Could you give every line of the items below as a Markdown table, with a Row column numbering each row and a Line column holding the line, leaving out any blank lines?

»»

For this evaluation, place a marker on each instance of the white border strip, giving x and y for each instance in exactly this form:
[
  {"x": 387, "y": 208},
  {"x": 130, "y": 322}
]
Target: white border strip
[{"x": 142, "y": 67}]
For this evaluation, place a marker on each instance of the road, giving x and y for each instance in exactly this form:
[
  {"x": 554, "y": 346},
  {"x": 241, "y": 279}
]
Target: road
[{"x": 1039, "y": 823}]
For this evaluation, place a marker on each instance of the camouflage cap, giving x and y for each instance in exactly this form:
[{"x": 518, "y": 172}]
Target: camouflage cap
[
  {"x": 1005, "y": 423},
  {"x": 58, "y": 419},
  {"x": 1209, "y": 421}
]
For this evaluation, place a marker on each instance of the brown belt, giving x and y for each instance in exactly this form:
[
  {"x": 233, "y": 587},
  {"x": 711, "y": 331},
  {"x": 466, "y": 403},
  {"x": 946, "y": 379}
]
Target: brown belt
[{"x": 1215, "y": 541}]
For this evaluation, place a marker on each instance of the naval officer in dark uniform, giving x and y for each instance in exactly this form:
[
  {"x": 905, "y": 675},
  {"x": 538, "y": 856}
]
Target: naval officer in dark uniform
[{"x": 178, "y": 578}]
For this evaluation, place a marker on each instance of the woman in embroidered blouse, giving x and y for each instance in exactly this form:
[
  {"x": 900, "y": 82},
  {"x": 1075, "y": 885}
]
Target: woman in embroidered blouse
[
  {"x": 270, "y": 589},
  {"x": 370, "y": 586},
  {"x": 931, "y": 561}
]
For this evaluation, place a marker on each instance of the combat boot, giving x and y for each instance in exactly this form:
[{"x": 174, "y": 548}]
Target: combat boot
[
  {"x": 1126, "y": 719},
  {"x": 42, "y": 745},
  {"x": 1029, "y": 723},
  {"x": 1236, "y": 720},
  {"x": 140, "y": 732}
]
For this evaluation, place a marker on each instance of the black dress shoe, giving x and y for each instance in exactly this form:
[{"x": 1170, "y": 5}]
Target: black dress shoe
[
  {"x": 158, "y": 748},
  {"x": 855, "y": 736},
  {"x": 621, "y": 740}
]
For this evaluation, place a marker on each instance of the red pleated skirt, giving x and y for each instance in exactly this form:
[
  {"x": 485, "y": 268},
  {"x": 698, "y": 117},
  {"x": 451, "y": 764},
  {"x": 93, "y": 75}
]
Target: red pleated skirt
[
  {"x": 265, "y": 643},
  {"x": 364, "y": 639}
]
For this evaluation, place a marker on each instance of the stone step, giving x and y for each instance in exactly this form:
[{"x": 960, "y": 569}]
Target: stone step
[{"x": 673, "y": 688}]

««

Full answer ->
| Row | Line |
|---|---|
| 1 | For this evaluation, place a marker on each instance of the white border strip, giving x and y for each instance in exactly this form: |
| 2 | [ |
| 3 |   {"x": 387, "y": 208}, |
| 4 |   {"x": 130, "y": 322} |
| 5 | ] |
| 6 | Target: white border strip |
| 7 | [{"x": 142, "y": 67}] |
| 8 | For this evaluation, place a marker on each instance of the road, giving x and y for each instance in exactly this form: |
| 9 | [ |
| 10 |   {"x": 554, "y": 346}, |
| 11 |   {"x": 241, "y": 279} |
| 12 | ] |
| 13 | Target: road |
| 14 | [{"x": 1039, "y": 823}] |
| 15 | For this evaluation, place a marker on each instance of the camouflage cap, giving x and y for each instance in exactly this form: |
| 16 | [{"x": 518, "y": 172}] |
| 17 | Target: camouflage cap |
| 18 | [ |
| 19 |   {"x": 1005, "y": 423}, |
| 20 |   {"x": 58, "y": 419}, |
| 21 |   {"x": 1209, "y": 421} |
| 22 | ] |
| 23 | For this evaluation, place a marker on each instance of the brown belt, giving x and y for each instance in exactly this form: |
| 24 | [ |
| 25 |   {"x": 233, "y": 587}, |
| 26 |   {"x": 711, "y": 331}, |
| 27 |   {"x": 466, "y": 403}, |
| 28 |   {"x": 946, "y": 379} |
| 29 | ] |
| 30 | Target: brown belt |
| 31 | [{"x": 1215, "y": 541}] |
| 32 | For this evaluation, place a marker on each instance of the naval officer in dark uniform, giving x and y for each instance in exactly this form: |
| 33 | [ |
| 34 |   {"x": 905, "y": 675}, |
| 35 |   {"x": 538, "y": 856} |
| 36 | ] |
| 37 | Target: naval officer in dark uniform |
| 38 | [{"x": 178, "y": 578}] |
| 39 | For this evaluation, place a marker on each instance of the woman in embroidered blouse, giving x and y for each instance in exactly this form: |
| 40 | [ |
| 41 |   {"x": 900, "y": 82}, |
| 42 |   {"x": 1075, "y": 885} |
| 43 | ] |
| 44 | Target: woman in embroidered blouse |
| 45 | [ |
| 46 |   {"x": 270, "y": 589}, |
| 47 |   {"x": 370, "y": 586}, |
| 48 |   {"x": 931, "y": 561} |
| 49 | ] |
| 50 | For this evaluation, place a marker on each instance of the combat boot, giving x and y for each instance in exactly this form: |
| 51 | [{"x": 174, "y": 548}] |
| 52 | Target: combat boot |
| 53 | [ |
| 54 |   {"x": 1126, "y": 719}, |
| 55 |   {"x": 42, "y": 745}, |
| 56 |   {"x": 1029, "y": 723}, |
| 57 |   {"x": 1236, "y": 720}, |
| 58 |   {"x": 140, "y": 732} |
| 59 | ] |
| 60 | For this evaluation, place a marker on each instance of the black dress shoe, giving x and y for each instance in exactly this form: |
| 61 | [{"x": 1170, "y": 5}] |
| 62 | Target: black dress shoe |
| 63 | [ |
| 64 |   {"x": 158, "y": 748}, |
| 65 |   {"x": 855, "y": 736}, |
| 66 |   {"x": 621, "y": 740} |
| 67 | ] |
| 68 | For this evaluation, place a marker on each instance of the red pleated skirt, giving x and y for each instance in exactly this form: |
| 69 | [ |
| 70 |   {"x": 485, "y": 268}, |
| 71 |   {"x": 698, "y": 117}, |
| 72 |   {"x": 451, "y": 764}, |
| 73 |   {"x": 93, "y": 75} |
| 74 | ] |
| 75 | Target: red pleated skirt |
| 76 | [ |
| 77 |   {"x": 265, "y": 643}, |
| 78 |   {"x": 364, "y": 639} |
| 79 | ] |
| 80 | For this evaluation, place a marker on each instance of the stone step, giving x and y for each instance in exactly this form: |
| 81 | [{"x": 960, "y": 569}] |
| 82 | Target: stone step |
| 83 | [{"x": 673, "y": 688}] |